**ЦЕЛЬ ЗАДАНИЯ:** Замените «floodlight mast» на «light tower» в строках между строкой с «Please inspect the image above and tell me where the floodlight» и строкой с «[489,342,680,560]», включая обе, и выпишите эти строки заново. Всё остальное оставьте без изменений.

**ИСХОДНЫЕ ЗАПИСИ:**
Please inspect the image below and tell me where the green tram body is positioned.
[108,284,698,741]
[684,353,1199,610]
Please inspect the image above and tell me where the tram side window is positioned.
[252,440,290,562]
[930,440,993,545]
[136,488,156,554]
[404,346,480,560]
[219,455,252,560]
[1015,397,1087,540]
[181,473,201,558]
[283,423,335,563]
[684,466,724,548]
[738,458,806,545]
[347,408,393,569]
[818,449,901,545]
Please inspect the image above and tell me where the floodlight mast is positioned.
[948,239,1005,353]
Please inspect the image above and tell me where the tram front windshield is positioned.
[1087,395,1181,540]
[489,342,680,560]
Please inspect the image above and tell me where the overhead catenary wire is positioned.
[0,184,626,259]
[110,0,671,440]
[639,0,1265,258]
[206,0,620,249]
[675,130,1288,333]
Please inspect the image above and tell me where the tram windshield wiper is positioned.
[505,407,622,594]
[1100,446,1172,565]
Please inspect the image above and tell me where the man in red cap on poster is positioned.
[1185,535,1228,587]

...

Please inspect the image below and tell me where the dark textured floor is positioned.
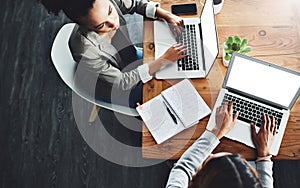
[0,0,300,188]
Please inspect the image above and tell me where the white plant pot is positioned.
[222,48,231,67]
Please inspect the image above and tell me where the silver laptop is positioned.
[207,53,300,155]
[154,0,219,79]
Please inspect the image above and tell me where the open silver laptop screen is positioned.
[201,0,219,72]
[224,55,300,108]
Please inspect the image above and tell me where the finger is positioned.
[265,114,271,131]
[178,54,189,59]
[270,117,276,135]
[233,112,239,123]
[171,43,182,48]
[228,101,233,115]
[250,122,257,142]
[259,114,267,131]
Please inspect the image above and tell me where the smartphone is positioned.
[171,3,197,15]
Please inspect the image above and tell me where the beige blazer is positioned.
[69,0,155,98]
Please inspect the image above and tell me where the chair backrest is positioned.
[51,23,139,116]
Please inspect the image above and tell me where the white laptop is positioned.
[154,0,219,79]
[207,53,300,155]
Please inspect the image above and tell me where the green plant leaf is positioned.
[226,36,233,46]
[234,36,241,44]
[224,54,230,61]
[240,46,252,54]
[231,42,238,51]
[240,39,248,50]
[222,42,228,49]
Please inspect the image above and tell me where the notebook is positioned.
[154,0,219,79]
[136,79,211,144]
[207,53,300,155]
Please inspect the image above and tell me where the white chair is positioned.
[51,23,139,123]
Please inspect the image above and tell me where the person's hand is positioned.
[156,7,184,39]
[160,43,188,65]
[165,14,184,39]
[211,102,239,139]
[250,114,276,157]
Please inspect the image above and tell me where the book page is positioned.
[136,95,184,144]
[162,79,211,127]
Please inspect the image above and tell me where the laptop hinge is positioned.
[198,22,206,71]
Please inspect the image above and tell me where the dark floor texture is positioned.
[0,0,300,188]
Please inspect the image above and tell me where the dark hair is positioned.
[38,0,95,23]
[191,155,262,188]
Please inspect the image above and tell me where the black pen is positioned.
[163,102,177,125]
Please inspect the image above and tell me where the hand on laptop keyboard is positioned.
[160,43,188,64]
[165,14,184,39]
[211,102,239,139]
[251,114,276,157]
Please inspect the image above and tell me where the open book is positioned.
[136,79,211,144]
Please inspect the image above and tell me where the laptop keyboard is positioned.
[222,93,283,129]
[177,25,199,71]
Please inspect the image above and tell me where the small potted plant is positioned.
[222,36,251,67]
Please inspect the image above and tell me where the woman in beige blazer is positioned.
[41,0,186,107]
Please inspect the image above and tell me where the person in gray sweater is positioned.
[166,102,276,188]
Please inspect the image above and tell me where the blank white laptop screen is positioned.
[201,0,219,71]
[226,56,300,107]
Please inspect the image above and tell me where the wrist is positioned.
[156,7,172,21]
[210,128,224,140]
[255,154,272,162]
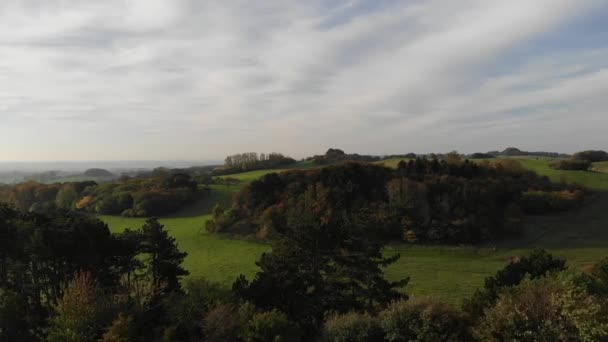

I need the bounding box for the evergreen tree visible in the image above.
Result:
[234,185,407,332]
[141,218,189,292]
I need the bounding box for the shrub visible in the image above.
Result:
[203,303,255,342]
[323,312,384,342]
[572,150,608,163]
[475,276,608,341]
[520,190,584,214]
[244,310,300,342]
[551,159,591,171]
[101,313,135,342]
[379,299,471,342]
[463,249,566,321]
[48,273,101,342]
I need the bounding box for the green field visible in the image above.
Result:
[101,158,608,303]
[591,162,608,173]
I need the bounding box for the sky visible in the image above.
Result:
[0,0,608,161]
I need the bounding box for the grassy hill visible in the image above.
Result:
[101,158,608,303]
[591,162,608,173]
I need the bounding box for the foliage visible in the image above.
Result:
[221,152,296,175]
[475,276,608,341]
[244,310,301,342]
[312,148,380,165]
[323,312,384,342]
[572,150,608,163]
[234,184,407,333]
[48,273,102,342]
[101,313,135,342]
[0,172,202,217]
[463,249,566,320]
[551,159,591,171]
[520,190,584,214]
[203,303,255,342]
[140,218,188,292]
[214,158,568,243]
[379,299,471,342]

...

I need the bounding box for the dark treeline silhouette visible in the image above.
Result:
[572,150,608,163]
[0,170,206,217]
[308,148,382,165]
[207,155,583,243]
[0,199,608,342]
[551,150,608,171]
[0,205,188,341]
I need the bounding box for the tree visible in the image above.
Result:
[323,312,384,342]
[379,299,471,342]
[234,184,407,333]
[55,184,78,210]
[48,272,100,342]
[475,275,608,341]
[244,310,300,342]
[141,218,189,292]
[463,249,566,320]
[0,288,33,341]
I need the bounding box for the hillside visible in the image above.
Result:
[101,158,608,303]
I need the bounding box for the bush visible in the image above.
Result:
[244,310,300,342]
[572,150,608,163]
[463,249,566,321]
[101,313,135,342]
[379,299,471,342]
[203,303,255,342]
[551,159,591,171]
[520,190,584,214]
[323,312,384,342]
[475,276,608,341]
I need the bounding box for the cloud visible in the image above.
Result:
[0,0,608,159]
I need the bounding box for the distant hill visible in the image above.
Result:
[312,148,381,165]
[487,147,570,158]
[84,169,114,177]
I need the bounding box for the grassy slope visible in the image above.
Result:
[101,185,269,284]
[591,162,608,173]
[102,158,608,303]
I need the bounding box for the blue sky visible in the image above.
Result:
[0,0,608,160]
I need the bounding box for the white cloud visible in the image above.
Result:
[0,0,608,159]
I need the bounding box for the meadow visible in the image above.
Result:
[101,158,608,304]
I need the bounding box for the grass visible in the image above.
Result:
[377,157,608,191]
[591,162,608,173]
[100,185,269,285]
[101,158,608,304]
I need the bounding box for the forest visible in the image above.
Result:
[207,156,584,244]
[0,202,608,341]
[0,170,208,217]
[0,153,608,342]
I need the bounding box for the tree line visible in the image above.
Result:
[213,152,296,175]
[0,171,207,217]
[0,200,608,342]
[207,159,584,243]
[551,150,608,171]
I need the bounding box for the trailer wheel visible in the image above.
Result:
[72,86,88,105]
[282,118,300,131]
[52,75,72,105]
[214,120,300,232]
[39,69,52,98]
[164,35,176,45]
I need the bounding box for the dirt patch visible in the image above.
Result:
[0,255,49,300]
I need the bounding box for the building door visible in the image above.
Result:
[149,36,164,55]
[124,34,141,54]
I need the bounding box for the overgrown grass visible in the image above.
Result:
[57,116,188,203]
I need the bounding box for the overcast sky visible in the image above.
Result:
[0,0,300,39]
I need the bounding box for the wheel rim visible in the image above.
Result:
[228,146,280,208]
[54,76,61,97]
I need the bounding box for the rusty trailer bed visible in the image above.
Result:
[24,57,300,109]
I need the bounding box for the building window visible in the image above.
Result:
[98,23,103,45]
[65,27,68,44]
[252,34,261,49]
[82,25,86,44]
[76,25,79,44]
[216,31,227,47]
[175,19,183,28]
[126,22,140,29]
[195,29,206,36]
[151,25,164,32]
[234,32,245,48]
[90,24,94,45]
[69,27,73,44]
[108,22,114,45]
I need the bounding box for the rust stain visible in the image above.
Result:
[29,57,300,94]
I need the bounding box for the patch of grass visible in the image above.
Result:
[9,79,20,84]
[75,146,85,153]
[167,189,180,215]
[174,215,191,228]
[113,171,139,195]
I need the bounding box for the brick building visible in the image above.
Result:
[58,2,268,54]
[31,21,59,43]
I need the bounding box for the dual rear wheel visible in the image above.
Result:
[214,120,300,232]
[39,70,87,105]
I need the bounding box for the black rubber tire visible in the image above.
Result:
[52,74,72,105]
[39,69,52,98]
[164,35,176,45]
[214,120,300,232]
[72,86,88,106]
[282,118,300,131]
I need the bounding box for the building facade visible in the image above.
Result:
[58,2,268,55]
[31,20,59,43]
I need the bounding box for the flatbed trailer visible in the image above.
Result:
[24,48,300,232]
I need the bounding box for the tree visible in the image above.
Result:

**ОТВЕТ НА ЗАДАНИЕ:**
Please inspect the image above and tell me where the light tower is positioned.
[948,239,1005,353]
Please inspect the image above and tell me where the tram front windshield is positioned.
[1087,395,1181,540]
[489,342,680,560]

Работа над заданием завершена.